### Textabschnitt
#####

Doch seit einiger Zeit fällt auf, dass Architekten sich vermehrt mit der klassischen Form des Holzbaus mit seinen auskragenden Dächern auseinandersetzen. Hier ist zum Beispiel auf Bauten von Gion Caminada hinzuweisen, aber auch auf das Haus K. des jungen Luzerner Architekturbüros Seiler Linhart, eine zeitgemäße Interpretation der traditionellen Innerschweizer Architektur mit ihren seitlichen Lauben und ihrer vorstehenden Giebelstirn in Massivholzbauweise. Auch Herzog & de Meuron errichteten auf dem Chäserrugg im Kanton St. Gallen ein Berggasthaus, unter dessen schützendem Dach ganz verschiedene Funktionen Platz finden, nicht zuletzt die Endstation der Seilbahn. Dass das Dach mehr übersteht als 30 cm ist dafür Voraussetzung.
»Wenn möglich einen Dachüberstand vorsehen (mindestens 30 cm weiter auskragend als der vorderste Holzbauteil)«, so lauten die üblichen Empfehlungen für Holzbauten – hier seitens der Plattform infoholz.at. Historisch gesehen war der Dachüberstand an der Trauf- und der Giebelseite als ein Element des konstruktiven Holzschutzes eine Selbstverständlichkeit bei Holzbauten, die vor allem dort entstanden, wo Holz in großem Maße zur Verfügung stand – also vor allem in ländlichen Regionen. Das zeigt sich kulturübergreifend, ob man auf Berghütten in Norwegen oder Bauernhäuser in Österreich und der Schweiz blickt – oder auf die Holzbauten in Japan. Dazu kam häufig ein weiterer Vorteil: Die vorgezogenen Dächer schützten nicht nur das Holz vor dem Eindringen der Feuchtigkeit, sondern gaben bei weiterer Auskragung die Möglichkeit, Zwischenzonen zwischen innen und außen zu schaffen: wettergeschützte Balkone, Lauben oder überdeckte Terrassen – in Japan den Engawa, die raumhaltige Zone zwischen innen und außen. Bei stark vorstoßenden Dachstirnen mussten die Vordächer mit Streben ausgesteift werden, damit sie dem Winddruck standhalten konnten. In der Schweiz, besonders im Gebiet um Bern, wurden die Dachuntersichten mit einer konkaven Bretterverschalung versehen, der sogenannten Ründe.

#####

### Einträge im Datensatz
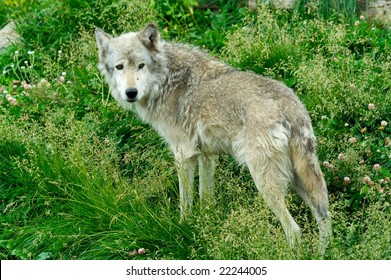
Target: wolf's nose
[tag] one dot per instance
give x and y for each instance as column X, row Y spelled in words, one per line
column 131, row 92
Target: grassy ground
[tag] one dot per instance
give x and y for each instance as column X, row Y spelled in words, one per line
column 82, row 179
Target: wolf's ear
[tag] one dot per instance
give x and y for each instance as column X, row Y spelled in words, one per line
column 150, row 37
column 102, row 40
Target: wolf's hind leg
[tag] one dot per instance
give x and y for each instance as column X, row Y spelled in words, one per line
column 206, row 165
column 311, row 186
column 272, row 184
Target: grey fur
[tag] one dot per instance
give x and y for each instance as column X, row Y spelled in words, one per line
column 203, row 107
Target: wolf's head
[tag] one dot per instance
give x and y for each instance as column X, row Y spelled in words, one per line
column 130, row 63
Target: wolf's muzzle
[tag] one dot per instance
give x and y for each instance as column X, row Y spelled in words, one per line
column 131, row 93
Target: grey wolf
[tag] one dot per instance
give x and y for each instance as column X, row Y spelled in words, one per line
column 203, row 107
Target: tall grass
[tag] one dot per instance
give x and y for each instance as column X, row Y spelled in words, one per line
column 82, row 179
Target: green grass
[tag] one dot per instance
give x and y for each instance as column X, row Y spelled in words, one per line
column 82, row 179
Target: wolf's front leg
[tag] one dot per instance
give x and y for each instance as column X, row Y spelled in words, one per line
column 186, row 168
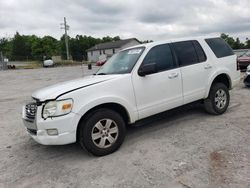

#####

### Aufgaben und Übungen
**A.** Geben Sie aus dem Textabschnitt die Stelle von „Doch seit einiger“ bis „ist dafür Voraussetzung.“ wortgetreu wieder.
**B.** Welche Plattform nennt der Textabschnitt als Quelle der üblichen Empfehlungen für Holzbauten?
Das Material spielt hierbei keine Rolle.

### Lösungen der Aufgaben
**A.**
Doch seit einiger Zeit fällt auf, dass Architekten sich vermehrt mit der klassischen Form des Holzbaus mit seinen auskragenden Dächern auseinandersetzen. Hier ist zum Beispiel auf Bauten von Gion Caminada hinzuweisen, aber auch auf das Haus K. des jungen Luzerner Architekturbüros Seiler Linhart, eine zeitgemäße Interpretation der traditionellen Innerschweizer Architektur mit ihren seitlichen Lauben und ihrer vorstehenden Giebelstirn in Massivholzbauweise. Auch Herzog & de Meuron errichteten auf dem Chäserrugg im Kanton St. Gallen ein Berggasthaus, unter dessen schützendem Dach ganz verschiedene Funktionen Platz finden, nicht zuletzt die Endstation der Seilbahn. Dass das Dach mehr übersteht als 30 cm ist dafür Voraussetzung.

**B.** Die Plattform infoholz.at.